__Tasks__
1/ In the e-mail exchange about the summary attribute, restate the paragraph that begins "For example, I am currently developing a tool" more briefly, keeping its main facts.
2/ Reproduce word for word the stretch of the e-mail exchange about the summary attribute from "By and large, we" through "of 200,298 errors.".
3/ Carry on the e-mail exchange about the summary attribute from the point at which it ends.

__Passage to read__

Replies to substantial points made in those e-mails are contained in this 
e-mail.


> I will consider it however, time willing, as more use cases of sample 
> data tables with @summary being used by a variety of AT users would I 
> hope finally help resolve this issue.

Certainly it would be very helpful to have more data on this topic.


> > > I am hesitant to include a feature like summary="" when all evidence 
> > > seems to point to it being widely misused by authors and ignored by 
> > > the users it intends to help.
> 
> It's not ignored by the users it intends to help.

How do such users deal with the broad mis-use of the attribute? What do 
these users, upon first navigating to this site, hear?:

   http://www.frontlinesourcegroup.com/


> It is a very useful attribute that has helped people access and 
> understand data tables easily without having to interrogate them deeply 
> - only to discover the table may contain data they don't need. In my job 
> I have seen @summary help people in their work and have a positive 
> impact on their lives.

Would such cases have been equally helped by including that information in 
a <caption> instead?


On Thu, 21 Aug 2008, Karl Groves wrote:
> >
> > I am hesitant to include a feature like summary="" when all evidence 
> > seems to point to it being widely misused by authors and ignored by 
> > the users it intends to help.
> 
> The notion that the decision to keep or eliminate an attribute based on 
> whether it gets misused by authors is amazingly illogical. I would 
> challenge the author to eliminate every element and attribute which is 
> "widely misused" by authors.

By and large, we have, at least for the features where misuse results in 
the feature being effectively useless. If you have a counter-example, 
please do let us know.


> For example, I am currently developing a tool which crawls web pages and 
> performs an automated accessibility check on each page.  During recent 
> unit testing, I set the crawler to test 1345 URLs on major websites. 
> This resulted in the discovery of 200,298 errors.

Indeed, this is in line with data we have seen in other studies.

It would be quite useful to see aggregate numbers from this data, as it 
might help us determine other changes we should make. If you could make it 
available, that would be great!

__Supplied entries__
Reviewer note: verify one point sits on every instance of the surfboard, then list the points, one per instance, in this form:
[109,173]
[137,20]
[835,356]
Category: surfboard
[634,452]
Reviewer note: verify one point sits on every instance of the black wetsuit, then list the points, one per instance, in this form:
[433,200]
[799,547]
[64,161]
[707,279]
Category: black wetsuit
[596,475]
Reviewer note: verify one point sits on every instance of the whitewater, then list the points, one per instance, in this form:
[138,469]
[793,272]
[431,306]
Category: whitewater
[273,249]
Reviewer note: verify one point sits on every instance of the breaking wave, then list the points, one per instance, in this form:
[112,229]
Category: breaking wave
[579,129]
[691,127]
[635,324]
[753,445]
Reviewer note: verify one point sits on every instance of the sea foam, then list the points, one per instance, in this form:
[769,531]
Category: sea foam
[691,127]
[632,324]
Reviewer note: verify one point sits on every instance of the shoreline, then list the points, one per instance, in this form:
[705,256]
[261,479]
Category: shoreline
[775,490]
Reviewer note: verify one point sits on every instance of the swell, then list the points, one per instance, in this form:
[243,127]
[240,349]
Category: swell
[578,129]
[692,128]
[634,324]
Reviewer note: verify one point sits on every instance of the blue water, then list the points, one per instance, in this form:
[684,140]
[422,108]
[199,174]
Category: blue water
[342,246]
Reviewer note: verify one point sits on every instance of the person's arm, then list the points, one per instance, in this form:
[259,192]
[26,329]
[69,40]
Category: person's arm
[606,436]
* * *
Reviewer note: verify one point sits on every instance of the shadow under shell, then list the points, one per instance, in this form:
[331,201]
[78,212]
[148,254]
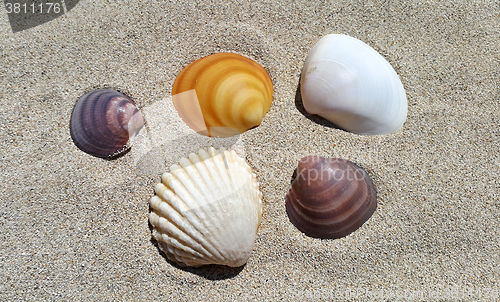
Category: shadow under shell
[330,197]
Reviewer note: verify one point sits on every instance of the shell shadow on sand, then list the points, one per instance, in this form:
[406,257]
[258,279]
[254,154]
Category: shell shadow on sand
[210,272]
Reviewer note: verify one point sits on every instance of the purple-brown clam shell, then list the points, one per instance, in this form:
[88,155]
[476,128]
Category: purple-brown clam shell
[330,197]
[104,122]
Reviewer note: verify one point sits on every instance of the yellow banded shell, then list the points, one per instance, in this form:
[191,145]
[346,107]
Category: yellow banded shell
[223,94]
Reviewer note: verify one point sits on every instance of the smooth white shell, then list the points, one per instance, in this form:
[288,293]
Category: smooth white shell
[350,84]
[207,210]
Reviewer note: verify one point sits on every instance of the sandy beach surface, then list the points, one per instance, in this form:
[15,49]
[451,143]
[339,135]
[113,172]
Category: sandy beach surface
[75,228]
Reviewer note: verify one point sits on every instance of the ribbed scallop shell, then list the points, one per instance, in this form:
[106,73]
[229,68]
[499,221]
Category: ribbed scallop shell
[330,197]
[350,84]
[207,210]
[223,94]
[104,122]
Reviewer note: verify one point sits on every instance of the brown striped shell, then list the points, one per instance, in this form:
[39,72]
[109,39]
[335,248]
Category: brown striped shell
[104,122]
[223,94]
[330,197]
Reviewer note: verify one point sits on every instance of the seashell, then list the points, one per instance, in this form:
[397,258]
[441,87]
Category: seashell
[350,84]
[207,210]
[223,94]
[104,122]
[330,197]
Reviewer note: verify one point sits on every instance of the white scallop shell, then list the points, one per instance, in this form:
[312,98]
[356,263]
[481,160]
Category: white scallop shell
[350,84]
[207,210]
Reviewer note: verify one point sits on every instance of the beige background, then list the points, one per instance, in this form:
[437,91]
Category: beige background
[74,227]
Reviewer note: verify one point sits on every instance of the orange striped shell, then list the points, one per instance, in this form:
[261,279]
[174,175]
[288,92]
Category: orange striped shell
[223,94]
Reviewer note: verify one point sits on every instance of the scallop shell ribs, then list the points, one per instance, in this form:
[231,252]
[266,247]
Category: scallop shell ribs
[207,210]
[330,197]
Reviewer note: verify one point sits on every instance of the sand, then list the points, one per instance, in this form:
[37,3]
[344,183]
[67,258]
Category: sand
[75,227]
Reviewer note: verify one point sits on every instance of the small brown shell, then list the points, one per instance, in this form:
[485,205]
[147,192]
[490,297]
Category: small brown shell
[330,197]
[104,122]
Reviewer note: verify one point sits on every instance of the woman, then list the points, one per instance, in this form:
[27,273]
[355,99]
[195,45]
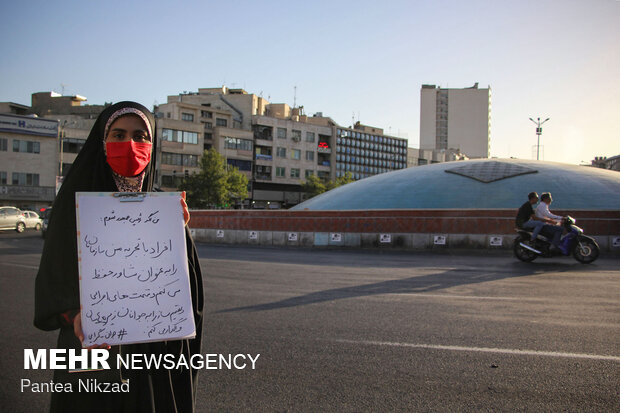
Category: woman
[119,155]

__Exercise responses__
1/ A tool under development crawls web pages and runs an automated accessibility check on each one. In recent unit testing, it checked 1345 URLs on major websites and found 200,298 errors.

2/
By and large, we have, at least for the features where misuse results in 
the feature being effectively useless. If you have a counter-example, 
please do let us know.


> For example, I am currently developing a tool which crawls web pages and 
> performs an automated accessibility check on each page.  During recent 
> unit testing, I set the crawler to test 1345 URLs on major websites. 
> This resulted in the discovery of 200,298 errors.

3/
> Admittedly, neither of these systems test *only* for validity of markup 
> and are primarily focused on accessibility, but they do indicate quite 
> clearly that the misuse of markup is rampant. So rampant, in fact, that 
> "markup misuse" is a wholly irrelevant measure and should not be used as 
> a criteria for whether or not an attribute or element should be kept or 
> eliminated from the spec.

Markup misuse is rampant, indeed, but the key thing to consider in each 
case is whether the misuse can be "routed around" or not. For example, 
syntax errors can be detected and worked around, by defining how to handle 
them (as we have done). Other errors, e.g. the wrong value in the title="" 
attribute, aren't serious, as they tend to only happen on elements that 
users generally aren't going to request the title="" for, and thus 
title="" as a whole remains useful in spite of those errors. For 
summary="", however, if the majority of uses are wrong in a manner that 
cannot be detected by the UA, then it makes the feature as a whole less 
useful, as it reduces the chance that the user will even attempt to access 
the information in the cases where it _would_ be useful.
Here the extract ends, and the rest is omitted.